● **Your assignment**
Output only the lines below that start at the line containing "Target: chameleon head" and end at the line containing "Mark every instance of the gloved", with both ends kept.

● **Records shown**

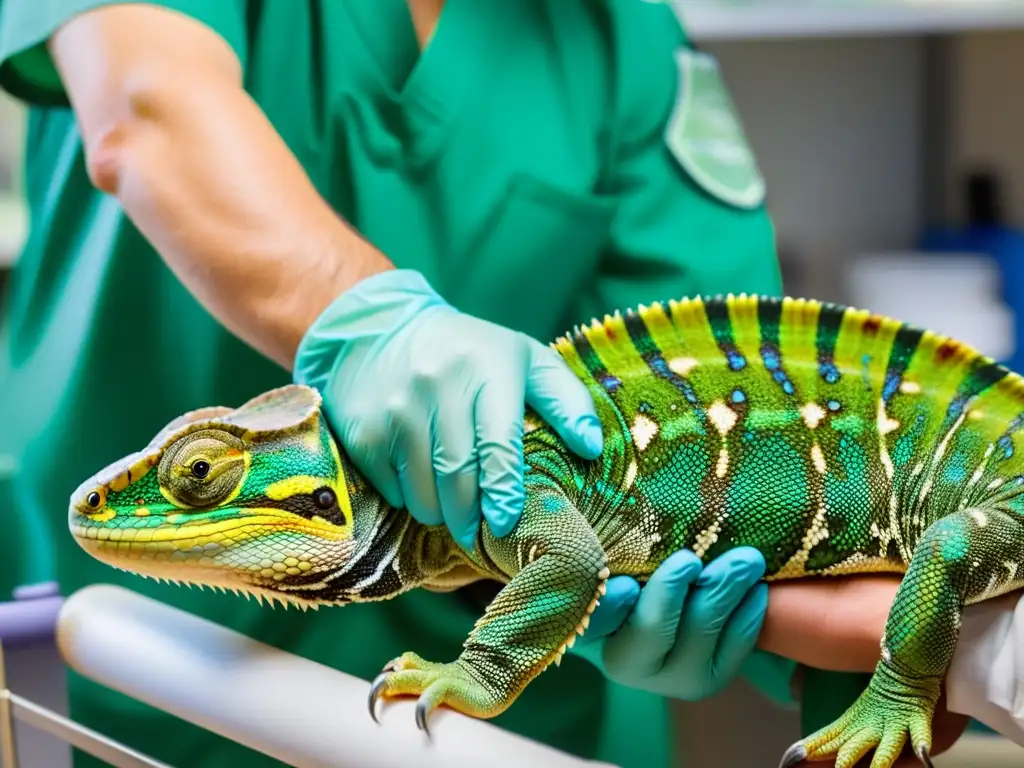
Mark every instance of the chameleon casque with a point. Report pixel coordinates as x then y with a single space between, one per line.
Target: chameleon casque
835 440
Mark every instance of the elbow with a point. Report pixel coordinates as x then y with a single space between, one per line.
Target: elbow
105 157
140 125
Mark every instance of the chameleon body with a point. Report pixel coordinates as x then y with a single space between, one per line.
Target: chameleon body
834 440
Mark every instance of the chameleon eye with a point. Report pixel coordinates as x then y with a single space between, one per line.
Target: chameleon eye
325 498
203 468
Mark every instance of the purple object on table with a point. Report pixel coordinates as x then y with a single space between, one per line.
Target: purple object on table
32 616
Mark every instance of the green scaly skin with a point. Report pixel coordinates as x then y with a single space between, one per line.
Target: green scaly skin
834 440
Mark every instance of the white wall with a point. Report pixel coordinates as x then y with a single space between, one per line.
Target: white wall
838 127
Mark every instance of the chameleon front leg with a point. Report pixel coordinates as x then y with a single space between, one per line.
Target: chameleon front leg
966 557
558 572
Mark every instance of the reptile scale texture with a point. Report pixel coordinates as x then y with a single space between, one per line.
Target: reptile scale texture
833 439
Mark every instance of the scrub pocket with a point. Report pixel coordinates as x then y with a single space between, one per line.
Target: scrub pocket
538 251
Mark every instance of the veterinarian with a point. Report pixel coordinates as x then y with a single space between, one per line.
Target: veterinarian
399 204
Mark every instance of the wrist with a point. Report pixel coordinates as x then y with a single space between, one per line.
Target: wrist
374 307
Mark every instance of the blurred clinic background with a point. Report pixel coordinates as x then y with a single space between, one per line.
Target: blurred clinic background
891 133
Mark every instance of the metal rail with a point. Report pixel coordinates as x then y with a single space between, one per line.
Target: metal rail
297 711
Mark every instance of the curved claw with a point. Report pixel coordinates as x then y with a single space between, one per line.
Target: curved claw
422 711
375 693
794 756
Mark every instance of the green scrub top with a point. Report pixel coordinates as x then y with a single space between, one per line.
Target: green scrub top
532 163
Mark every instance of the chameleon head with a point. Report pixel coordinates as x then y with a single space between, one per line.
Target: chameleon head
253 500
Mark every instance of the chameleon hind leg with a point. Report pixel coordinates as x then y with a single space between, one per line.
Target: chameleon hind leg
966 557
558 572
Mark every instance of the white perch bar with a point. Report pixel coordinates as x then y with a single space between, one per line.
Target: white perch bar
297 711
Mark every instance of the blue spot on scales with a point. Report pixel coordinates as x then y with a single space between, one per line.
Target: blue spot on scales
828 372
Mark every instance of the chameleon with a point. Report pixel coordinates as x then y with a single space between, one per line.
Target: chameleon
833 439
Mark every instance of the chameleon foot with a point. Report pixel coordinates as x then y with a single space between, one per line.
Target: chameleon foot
435 684
881 719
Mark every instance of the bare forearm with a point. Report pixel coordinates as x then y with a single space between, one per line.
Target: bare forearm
834 624
203 174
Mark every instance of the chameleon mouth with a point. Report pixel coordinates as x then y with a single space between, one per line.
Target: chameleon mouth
259 553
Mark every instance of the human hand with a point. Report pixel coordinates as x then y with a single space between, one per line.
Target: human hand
837 625
687 632
428 401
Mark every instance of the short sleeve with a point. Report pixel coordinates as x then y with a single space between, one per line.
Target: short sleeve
676 231
27 71
986 676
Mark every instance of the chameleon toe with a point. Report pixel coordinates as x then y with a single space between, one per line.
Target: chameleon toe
422 711
376 688
794 756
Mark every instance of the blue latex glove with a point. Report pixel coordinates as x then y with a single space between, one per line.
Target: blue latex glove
686 634
428 401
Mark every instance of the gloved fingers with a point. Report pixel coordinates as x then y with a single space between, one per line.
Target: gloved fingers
640 647
563 401
719 591
739 636
373 462
498 411
413 456
456 464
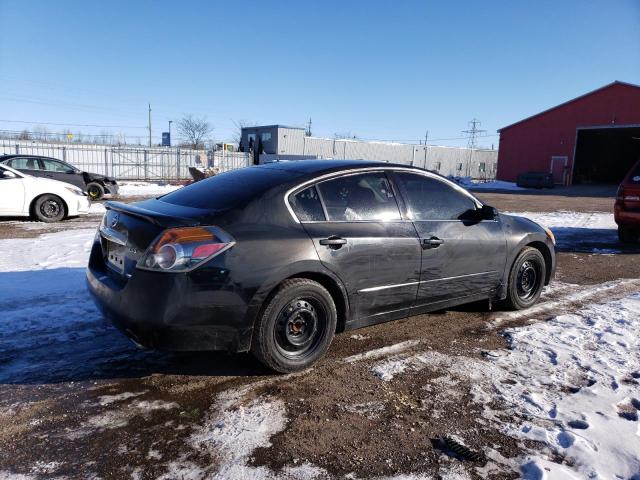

● **Written solution**
Target: chameleon head
253 500
Mark every instance of the chameleon hind leg with a point. Report pixel coordinates as x then y with a single space between, one per line.
Target: chameleon hind leg
966 557
558 572
Mark every instance of the white perch bar with a point. Report pixel coordinates as x then y with a single space between, one per line.
Target: white perch bar
297 711
Mark every instance of the blue spot on scales with a point. Report pixel coordinates as x then y with a single space between, one per line.
Target: blue spot on scales
828 372
Mark every instance of the chameleon with a point. Report pixel coordinates as x then y with a single space between, one per line.
Target: chameleon
833 439
Mark every instance of the chameleon foot with a point. Report pixel coordinates as x then y with a single space between, one per line.
Target: chameleon foot
435 684
881 719
Mark every instance of the bare forearm with a point. Report pixel coordinates as x then y with a single space between, one per line.
Target: bare forearm
834 624
203 174
Mark every instance of the chameleon mouth with a point. Report pixel coordinates as x then y with a single space between, one per line.
Target: chameleon mouth
259 553
Mark every instance of the human hand with a point. Report pixel coordinates as x then y with a single space between, one per line.
Target: human hand
837 625
687 632
428 401
Mark every instance of the short sleeve with a point. Report pixel coordinates as x then y with a single space between, one per line.
Target: short sleeve
676 231
27 71
986 676
Mark every instance of the chameleon toe with a point. Report pixel coordinates as x then y with a single space between, one per line.
Target: chameleon toe
422 711
376 688
794 756
Mark every instance of the blue latex glove with a point. Report pixel coordinates as x then y with a single space between, one per line.
Target: blue latex glove
686 634
428 401
Mark every instance of the gloved fingers with a point. Report pixel coordinates as x then y with a single space between, one per line.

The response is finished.